TEXT EXCERPT »
160. As mentioned above (paragraph 90), we wrote to the Director General of the Security Services, Dame Eliza Manningham-Buller, in January 2006 asking her to give evidence to us or to meet us informally. She refused.[79] She said that all of the areas outlined in our letter have been or are the subject of investigation by the ISC. As far as the use of intercept evidence in court is concerned, she said that this is primarily a matter for the Home Secretary.

161. While we welcome the Director-General's willingness to provide information to parliamentary committees about the nature and level of the threat from terrorism, we regret that we did not have the opportunity to ask her a number of important questions of concern to us in connection with this inquiry. We have no desire to obtain access to State secrets, but we do consider it to be a matter of some importance that the head of the security services be prepared to answer questions from the parliamentary committee with responsibility for human rights.

162. On our visit to Canada, we saw the Security and Intelligence Review Committee which was set up in 1984 by the same statute which established the Canadian Security and Intelligence Service (CSIS). CSIS had 2 review/oversight mechanisms: the internal Government Office of the Inspector General, and SIRC. SIRC's functions were (i) to review CSIS's performance of its duties and functions against law, ministerial directions and CSIS's internal policies, and (ii) to investigate complaints by individuals or groups about any act or thing done by CSIS or the security vetting process. Cases were sometimes referred to SIRC by the CHRC or the Minister of Immigration. SIRC produced annual reports, often opaque because of national security considerations. The Committee consisted of 5 eminent Canadians, who met in Ottawa once a month. We commented in our recent Report on the UN Convention against Torture on SIRC's role in scrutinising agreements between Canadian and overseas intelligence agencies about the exchange and use of information.[80] The Canadian Government was currently considering a proposal to establish a parliamentary oversight committee, along the lines of our Intelligence and Security Committee, in response to a perceived "democratic deficit" in the oversight of the intelligence services.

WHAT TO DO »
**a.** Print the part of the security services oversight excerpt that opens with the words containing "161. While we" and closes with "for human rights.".
**b.** From the security services oversight excerpt, list every all-capital abbreviation it uses, each once.

DATA LINES »
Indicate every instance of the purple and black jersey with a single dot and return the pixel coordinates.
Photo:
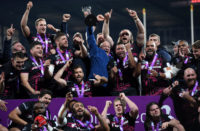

RESULTS BY TASK »
**a.**
161. While we welcome the Director-General's willingness to provide information to parliamentary committees about the nature and level of the threat from terrorism, we regret that we did not have the opportunity to ask her a number of important questions of concern to us in connection with this inquiry. We have no desire to obtain access to State secrets, but we do consider it to be a matter of some importance that the head of the security services be prepared to answer questions from the parliamentary committee with responsibility for human rights.

**b.**
ISC
CSIS
SIRC
CHRC
UN